--- BEGIN SOURCE ---
The SO post missed out one crucial aspect of computers, they're like blind
men. If I were filling up a kettle while sporting a blindfold, I wouldn't know
when it is full.

------
summerdown2
How about:

The sun's burning down. You sit behind a table in the market, your guide dog
at your feet, lapping up water from its bowl.

You're selling cool drinks of lemonade to passers by. You have a glass on the
edge of the table, above your dog. For £1, you let customers pour lemonade
into the glass and take a drink.

Then along comes Mrs Peabody, who hates your dog. She pays you £1 and pours
lemonade into your cup. But she keeps on pouring. Because you're blind, you
don't see the cup overflowing and the lemonade pouring into your dog's bowl.

After Mrs Peabody goes away, the dog laps up the lemonade and feels sick. You
don't know why.

If only you could see enough to make people put the right amount of lemonade
in the glass, you'd have been fine.

------
shrughes
If you want to defend against hijackings, the problem you're trying to solve
is one that programmers know well: the buffer overflow attack.
--- END SOURCE ---
--- BEGIN RECORDS ---
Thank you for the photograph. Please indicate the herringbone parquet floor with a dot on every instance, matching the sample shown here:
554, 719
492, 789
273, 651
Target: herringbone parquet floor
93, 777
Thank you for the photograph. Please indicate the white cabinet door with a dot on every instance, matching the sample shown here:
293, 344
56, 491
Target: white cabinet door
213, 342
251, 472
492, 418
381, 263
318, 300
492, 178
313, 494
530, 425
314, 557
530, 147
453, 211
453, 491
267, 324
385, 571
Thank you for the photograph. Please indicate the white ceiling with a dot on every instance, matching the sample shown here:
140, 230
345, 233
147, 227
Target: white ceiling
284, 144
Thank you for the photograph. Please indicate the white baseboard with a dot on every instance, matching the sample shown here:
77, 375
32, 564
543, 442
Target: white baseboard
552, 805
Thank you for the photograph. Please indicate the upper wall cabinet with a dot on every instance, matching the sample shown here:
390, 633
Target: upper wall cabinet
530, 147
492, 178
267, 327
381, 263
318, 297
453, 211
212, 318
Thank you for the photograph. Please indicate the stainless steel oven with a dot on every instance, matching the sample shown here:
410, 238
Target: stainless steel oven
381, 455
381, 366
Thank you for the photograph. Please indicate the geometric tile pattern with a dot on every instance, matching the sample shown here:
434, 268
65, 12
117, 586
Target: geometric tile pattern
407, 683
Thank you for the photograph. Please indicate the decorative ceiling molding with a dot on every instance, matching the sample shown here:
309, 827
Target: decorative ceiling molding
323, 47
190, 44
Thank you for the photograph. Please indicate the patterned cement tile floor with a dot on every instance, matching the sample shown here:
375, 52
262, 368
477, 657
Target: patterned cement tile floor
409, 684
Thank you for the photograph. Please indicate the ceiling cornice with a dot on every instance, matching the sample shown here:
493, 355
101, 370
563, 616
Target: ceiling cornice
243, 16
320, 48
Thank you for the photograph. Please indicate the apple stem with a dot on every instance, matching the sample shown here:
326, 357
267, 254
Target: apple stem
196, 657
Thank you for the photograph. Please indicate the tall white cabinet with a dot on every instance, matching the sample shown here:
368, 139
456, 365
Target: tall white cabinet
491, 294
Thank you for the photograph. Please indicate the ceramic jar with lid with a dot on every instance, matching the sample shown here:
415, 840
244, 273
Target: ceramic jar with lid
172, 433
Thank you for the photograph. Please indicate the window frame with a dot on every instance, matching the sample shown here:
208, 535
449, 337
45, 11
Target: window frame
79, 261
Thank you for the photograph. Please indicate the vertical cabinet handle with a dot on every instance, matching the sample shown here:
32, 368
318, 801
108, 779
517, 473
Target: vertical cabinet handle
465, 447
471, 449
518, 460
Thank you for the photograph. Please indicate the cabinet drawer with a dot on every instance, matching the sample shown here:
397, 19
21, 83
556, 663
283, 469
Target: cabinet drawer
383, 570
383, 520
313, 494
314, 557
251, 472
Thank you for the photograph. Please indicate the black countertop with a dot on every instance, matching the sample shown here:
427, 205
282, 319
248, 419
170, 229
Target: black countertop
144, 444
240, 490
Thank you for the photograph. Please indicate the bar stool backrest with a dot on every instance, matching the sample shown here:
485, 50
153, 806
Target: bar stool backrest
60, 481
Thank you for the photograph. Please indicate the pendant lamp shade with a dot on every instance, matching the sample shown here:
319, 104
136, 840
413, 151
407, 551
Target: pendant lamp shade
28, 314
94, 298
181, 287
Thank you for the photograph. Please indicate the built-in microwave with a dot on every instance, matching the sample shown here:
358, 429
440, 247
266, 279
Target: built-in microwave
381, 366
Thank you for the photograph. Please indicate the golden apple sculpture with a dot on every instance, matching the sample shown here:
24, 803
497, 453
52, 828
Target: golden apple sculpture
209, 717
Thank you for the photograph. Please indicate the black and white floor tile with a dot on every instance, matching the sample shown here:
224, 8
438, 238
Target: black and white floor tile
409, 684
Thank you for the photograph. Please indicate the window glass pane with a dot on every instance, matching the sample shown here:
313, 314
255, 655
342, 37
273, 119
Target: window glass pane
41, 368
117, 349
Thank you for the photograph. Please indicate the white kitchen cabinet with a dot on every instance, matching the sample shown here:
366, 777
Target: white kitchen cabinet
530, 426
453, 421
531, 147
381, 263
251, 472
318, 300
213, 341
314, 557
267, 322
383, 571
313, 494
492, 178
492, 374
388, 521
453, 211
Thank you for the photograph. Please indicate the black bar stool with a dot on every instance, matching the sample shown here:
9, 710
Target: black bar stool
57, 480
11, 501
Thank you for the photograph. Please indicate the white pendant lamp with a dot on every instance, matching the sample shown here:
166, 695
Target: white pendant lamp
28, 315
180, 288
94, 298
--- END RECORDS ---
◆ **OBJECTIVES**
1. Do these statements agree with the buffer overflow thread? Answer yes or no for each, and quote the words of the thread that decide it.
(a) Mrs Peabody pays £2 for her lemonade.
(b) The person selling lemonade in the story is blind.
(c) The first post says computers are like blind men.
2. Can you repeat word for word the part of the buffer overflow thread that opens with the words containing "You're selling cool" and closes with "your dog's bowl."?
The lines play no part in this exercise.

◆ **ANSWERS TO THE EXERCISE**
1.
(a) No: "She pays you £1 and pours lemonade into your cup."
(b) Yes: "Because you're blind, you don't see the cup overflowing and the lemonade pouring into your dog's bowl."
(c) Yes: "they're like blind men."

2.
You're selling cool drinks of lemonade to passers by. You have a glass on the
edge of the table, above your dog. For £1, you let customers pour lemonade
into the glass and take a drink.

Then along comes Mrs Peabody, who hates your dog. She pays you £1 and pours
lemonade into your cup. But she keeps on pouring. Because you're blind, you
don't see the cup overflowing and the lemonade pouring into your dog's bowl.